*Belge Metni:*
* * *

`Denize Düşen Yılana Sarılır`
Osman Şanlı / ANALİZ
"Denize düşen yılana sarılır” misali BDP ve PKK cenahı 90`lı yıllarda yaptıkları gibi yine yalan söylemeye başladılar. Atalarımız boşuna dememişler "can çıkar huy çıkmaz” bunların düştüğü durum aynen bu atasözünden ibaret. Bu çevreler maalesef bir türlü yalan söyleme huyunu terk etmiyorlar. Sosyal medyada yalan üstüne yalan haberler yapıyorlar. Videolar yayınlıyorlar. Toplumu yanlış yönlendirip yanlış bir olgu oluşturmaya çalışıyorlar. Fakat bu çevrelerin yalanları yine bir atasözünde geçtiği gibi "yalancının mumu yatsıya kadar yanar” misali hemen ortaya çıkıyor. Bazen bu yalanların ortaya çıkması yatsıyı bile bulmuyor.
Yalan hakikatin zıddıdır. Yani gerçekte olmayandır. Gerçek olmayan yalanlar üzerine binalarını kuranlar elbette bir gün ne kadar yanıldıklarını anlayacaklardır. Yalan bir maskedir. Bu maskeyle belki bir süre insanları aldatabilirsiniz ama bu maske düştüğünde herkes sizin gerçek yüzünüzü gördüğünde sizi tanıyacaktır. Yalan söylemek rüzgara karşı tükürmek gibidir. Rüzgâra karşı tüküren biri bilmelidir ki o tükürüğü muhakkak onun yüzüne çarpacaktır.
Yalan söylemek acizlerin en büyük özelliğidir. Tükenmişlerin, çaresizlerin, halka götürecek bir projeleri, heybelerinde halka verecek bir şeyi olmayanların… Kendilerini halka anlatamayanlar kendilerine rakip gördükleri kurumlara, insanlara iftira atma yoluna giderek kendilerini haklı göstermeye çalışırlar.

* * *

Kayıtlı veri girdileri
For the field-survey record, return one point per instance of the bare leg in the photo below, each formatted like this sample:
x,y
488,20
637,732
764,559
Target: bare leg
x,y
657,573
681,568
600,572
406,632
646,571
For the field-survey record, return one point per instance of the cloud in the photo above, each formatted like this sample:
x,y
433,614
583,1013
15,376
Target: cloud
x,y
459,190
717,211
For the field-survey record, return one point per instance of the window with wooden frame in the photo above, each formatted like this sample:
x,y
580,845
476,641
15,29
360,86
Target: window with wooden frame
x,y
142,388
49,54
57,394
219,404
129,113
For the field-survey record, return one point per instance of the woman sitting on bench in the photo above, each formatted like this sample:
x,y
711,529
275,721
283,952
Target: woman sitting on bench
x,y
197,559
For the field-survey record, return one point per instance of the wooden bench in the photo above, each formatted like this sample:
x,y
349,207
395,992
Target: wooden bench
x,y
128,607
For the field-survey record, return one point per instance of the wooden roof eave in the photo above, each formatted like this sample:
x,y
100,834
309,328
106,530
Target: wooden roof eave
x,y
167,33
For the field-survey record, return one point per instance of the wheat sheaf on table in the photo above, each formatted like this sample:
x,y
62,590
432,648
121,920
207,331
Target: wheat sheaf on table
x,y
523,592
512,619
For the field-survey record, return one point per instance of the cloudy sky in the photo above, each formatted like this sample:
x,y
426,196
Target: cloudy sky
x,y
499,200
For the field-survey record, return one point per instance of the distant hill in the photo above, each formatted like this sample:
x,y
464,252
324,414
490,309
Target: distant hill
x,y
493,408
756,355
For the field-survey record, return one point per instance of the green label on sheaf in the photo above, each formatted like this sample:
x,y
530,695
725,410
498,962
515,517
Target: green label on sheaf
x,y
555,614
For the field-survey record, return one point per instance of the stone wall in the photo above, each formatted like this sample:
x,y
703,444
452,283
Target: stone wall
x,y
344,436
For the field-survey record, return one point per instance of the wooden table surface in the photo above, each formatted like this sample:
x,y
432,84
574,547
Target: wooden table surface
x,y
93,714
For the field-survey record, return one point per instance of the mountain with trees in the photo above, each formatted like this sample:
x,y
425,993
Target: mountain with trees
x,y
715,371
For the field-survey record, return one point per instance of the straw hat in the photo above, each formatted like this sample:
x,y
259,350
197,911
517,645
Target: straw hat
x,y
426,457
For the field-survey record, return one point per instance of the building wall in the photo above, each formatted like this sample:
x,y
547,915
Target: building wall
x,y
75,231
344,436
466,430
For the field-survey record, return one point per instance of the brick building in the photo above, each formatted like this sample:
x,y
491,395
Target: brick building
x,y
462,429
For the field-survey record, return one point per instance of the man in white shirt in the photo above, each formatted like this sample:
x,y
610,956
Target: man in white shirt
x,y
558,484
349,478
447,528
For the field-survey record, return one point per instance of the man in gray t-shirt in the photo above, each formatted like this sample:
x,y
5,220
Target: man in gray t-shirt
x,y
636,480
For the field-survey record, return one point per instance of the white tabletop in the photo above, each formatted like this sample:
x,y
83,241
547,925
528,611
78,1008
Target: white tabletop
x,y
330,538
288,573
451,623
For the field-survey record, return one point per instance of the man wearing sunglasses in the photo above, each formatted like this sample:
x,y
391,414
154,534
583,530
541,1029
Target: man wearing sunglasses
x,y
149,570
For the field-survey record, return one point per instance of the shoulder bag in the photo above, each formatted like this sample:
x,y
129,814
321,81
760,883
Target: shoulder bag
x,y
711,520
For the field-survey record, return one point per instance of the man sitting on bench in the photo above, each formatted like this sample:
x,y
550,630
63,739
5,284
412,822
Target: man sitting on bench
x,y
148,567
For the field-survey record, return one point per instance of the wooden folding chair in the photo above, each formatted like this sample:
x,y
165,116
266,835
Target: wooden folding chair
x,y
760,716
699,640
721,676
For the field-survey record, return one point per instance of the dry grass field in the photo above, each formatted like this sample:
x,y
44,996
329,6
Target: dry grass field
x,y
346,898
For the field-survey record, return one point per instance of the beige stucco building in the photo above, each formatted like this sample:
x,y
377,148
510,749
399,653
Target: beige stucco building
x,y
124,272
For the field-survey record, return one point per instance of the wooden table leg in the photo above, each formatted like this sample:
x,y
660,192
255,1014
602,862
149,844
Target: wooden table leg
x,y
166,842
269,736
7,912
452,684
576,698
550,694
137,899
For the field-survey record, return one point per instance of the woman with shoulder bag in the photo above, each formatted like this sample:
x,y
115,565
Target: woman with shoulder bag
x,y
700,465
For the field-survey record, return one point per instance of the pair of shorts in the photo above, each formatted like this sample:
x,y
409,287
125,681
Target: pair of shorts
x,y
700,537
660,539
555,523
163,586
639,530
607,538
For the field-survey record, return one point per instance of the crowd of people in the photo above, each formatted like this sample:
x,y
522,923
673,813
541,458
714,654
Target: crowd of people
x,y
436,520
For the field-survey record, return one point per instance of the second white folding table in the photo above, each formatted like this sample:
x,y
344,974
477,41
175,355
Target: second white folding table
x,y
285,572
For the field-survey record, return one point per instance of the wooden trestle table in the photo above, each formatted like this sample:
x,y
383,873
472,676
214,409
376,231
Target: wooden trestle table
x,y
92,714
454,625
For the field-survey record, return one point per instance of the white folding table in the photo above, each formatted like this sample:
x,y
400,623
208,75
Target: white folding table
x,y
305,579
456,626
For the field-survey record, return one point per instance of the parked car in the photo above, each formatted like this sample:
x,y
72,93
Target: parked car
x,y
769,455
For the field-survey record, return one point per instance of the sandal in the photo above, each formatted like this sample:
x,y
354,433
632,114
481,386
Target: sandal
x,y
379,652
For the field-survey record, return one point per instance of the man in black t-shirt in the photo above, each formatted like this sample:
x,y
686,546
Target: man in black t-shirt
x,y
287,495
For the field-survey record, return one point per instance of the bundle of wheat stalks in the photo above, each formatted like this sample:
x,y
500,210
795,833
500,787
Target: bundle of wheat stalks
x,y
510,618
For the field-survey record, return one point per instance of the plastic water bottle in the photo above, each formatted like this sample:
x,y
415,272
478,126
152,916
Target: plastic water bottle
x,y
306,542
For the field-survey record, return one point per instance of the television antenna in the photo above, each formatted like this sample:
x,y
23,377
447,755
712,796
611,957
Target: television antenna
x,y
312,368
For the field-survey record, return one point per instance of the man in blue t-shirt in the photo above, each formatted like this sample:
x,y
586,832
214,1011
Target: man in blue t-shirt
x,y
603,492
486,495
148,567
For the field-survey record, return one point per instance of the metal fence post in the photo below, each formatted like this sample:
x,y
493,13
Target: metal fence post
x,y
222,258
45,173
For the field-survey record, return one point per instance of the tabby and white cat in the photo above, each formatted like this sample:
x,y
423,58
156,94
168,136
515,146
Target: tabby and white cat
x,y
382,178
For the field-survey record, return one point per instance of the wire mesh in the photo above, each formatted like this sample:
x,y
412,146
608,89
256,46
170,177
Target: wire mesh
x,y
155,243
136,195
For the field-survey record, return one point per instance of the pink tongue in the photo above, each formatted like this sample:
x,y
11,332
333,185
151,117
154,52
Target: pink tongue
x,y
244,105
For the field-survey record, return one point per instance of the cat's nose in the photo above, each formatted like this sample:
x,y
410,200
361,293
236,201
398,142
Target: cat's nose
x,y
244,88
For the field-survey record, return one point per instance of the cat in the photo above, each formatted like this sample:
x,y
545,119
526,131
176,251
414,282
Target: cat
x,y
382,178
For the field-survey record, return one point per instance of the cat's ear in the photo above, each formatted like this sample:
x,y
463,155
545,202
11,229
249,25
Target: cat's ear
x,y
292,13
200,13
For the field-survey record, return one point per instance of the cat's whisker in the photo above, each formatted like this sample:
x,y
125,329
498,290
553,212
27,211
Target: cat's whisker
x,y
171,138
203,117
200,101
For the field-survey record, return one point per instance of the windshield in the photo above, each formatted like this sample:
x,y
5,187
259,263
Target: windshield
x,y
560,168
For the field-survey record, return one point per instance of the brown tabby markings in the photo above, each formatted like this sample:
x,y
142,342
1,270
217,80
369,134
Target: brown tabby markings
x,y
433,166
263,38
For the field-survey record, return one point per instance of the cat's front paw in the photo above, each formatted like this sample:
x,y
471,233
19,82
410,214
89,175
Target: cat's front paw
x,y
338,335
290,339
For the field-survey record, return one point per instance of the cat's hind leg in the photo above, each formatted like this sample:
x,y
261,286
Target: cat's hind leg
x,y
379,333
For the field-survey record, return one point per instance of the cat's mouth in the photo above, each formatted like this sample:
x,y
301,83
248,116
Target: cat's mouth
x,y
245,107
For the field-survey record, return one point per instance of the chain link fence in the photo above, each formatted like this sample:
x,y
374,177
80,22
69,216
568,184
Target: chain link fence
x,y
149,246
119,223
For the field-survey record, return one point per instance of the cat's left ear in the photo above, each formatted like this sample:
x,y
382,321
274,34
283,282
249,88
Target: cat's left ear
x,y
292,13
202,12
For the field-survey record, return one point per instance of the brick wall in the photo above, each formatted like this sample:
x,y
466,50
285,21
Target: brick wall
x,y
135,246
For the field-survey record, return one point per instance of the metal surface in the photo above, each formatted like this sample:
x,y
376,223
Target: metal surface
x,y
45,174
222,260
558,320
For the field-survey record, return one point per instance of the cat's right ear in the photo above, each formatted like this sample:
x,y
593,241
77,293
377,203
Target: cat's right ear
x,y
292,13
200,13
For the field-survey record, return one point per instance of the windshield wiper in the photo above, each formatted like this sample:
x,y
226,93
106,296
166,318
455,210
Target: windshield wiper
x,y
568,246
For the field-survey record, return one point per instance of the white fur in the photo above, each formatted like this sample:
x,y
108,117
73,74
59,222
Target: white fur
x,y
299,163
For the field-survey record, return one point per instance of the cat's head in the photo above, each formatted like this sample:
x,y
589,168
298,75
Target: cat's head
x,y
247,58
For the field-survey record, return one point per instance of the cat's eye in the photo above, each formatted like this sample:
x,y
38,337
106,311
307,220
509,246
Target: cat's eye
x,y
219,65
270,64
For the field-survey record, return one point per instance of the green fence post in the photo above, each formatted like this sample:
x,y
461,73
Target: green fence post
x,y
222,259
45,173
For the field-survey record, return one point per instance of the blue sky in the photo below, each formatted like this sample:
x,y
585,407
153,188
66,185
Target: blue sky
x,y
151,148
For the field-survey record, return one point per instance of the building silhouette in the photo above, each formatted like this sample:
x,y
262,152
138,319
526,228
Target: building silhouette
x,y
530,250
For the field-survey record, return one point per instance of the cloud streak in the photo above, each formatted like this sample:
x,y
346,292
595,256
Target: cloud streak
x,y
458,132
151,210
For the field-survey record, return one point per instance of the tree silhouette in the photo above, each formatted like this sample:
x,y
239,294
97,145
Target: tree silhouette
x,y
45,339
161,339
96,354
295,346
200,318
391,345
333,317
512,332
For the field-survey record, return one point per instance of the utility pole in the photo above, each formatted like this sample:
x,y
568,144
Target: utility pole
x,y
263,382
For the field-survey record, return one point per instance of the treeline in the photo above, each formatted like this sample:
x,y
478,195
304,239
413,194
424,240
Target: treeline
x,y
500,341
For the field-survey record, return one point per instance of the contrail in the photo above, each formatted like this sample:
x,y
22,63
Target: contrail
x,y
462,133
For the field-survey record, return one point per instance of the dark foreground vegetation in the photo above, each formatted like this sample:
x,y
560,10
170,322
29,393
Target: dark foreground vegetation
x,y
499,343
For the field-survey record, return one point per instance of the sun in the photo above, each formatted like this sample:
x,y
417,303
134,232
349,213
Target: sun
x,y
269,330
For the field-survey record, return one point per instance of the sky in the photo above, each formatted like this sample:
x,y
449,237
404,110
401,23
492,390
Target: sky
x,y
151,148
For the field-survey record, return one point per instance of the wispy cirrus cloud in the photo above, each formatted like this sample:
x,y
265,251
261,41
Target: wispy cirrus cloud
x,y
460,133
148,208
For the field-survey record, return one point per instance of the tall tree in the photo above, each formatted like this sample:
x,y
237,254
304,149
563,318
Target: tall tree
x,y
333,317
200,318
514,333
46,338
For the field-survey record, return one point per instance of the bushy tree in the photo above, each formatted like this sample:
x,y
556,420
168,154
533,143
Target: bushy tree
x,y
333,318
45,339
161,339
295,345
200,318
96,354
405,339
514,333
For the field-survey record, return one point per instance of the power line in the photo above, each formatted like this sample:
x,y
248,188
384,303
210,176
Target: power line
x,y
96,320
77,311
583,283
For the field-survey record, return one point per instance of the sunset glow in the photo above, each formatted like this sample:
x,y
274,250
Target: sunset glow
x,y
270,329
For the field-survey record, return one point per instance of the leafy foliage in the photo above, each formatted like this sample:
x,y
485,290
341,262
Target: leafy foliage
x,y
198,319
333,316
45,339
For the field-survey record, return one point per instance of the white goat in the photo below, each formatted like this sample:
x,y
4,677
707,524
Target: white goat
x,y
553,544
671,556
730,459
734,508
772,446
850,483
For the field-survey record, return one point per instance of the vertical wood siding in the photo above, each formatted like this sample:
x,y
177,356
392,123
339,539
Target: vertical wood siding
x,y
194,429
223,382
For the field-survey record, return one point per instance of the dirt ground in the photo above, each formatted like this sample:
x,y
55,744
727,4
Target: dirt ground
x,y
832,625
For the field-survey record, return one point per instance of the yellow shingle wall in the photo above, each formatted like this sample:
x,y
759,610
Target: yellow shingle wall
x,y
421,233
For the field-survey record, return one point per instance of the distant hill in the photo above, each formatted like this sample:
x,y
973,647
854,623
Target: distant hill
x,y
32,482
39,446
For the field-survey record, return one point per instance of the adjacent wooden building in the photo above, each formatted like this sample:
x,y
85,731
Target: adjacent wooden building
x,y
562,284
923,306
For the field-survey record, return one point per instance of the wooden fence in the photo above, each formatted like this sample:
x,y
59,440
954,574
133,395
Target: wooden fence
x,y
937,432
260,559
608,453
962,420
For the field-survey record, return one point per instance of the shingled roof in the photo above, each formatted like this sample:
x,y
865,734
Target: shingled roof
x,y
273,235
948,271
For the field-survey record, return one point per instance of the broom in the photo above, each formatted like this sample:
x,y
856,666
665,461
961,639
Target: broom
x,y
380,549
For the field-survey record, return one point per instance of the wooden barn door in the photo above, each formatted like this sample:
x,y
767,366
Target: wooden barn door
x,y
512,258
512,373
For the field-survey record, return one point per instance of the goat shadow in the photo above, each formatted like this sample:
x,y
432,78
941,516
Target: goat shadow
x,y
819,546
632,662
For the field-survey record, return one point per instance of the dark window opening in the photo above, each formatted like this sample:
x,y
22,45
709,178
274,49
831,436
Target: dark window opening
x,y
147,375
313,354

* * *

*Yapılacak Alıştırmalar:*
1. Yalan üzerine yazıdaki "Yalan söylemek rüzgara karşı tükürmek gibidir." cümlesini İngilizceye çevirin.
2. Yalan üzerine yazıyı iki cümleyle özetleyin.
3. Yalan ile BDP ve PKK çevresi hakkındaki yazıyı kaldığı yerden sürdürün.
Kayıtlar, metinden bağımsız ayrı bir malzemedir.

*Görev Sonuçları:*
1. Lying is like spitting against the wind.

2. BDP ve PKK cenahı, 90'lı yıllarda yaptıkları gibi yine yalan söylemeye başlamış, sosyal medyada yalan haberler ve videolarla toplumu yanlış yönlendirmeye çalışıyor, ancak bu yalanlar hemen ortaya çıkıyor. Hakikatin zıddı ve bir maske olan yalan, halka verecek bir şeyi olmayan acizlerin en büyük özelliğidir ve bunlar, rakip gördükleri kurumlara ve insanlara iftira atarak kendilerini haklı göstermeye çalışır.

3.
90`lı yıllarda bölgede İslami çalışmaların varlığına tahammül edemeyen PKK ile Aydınlık`taki Türk yoldaşları ile beraber yalan argümanına sarılarak Müslüman insanları ajan, kontra, işbirlikçi olarak göstermeye çalışmışlardı. Ama gel gör ki bu yalanları işe yaramamış hakikat olduğu gibi yoluna devam etmiştir. Belki bu yalanlar bir dönem tuttu ama bir Japon atasözünde olduğu gibi "yalan dörtnala koşar, hakikat adım adım yürür, ama hakikat daha önce varır” misali hakikat yavaş yavaş ilerlese de inşaallah hedefine yalancılardan önce varacaktır.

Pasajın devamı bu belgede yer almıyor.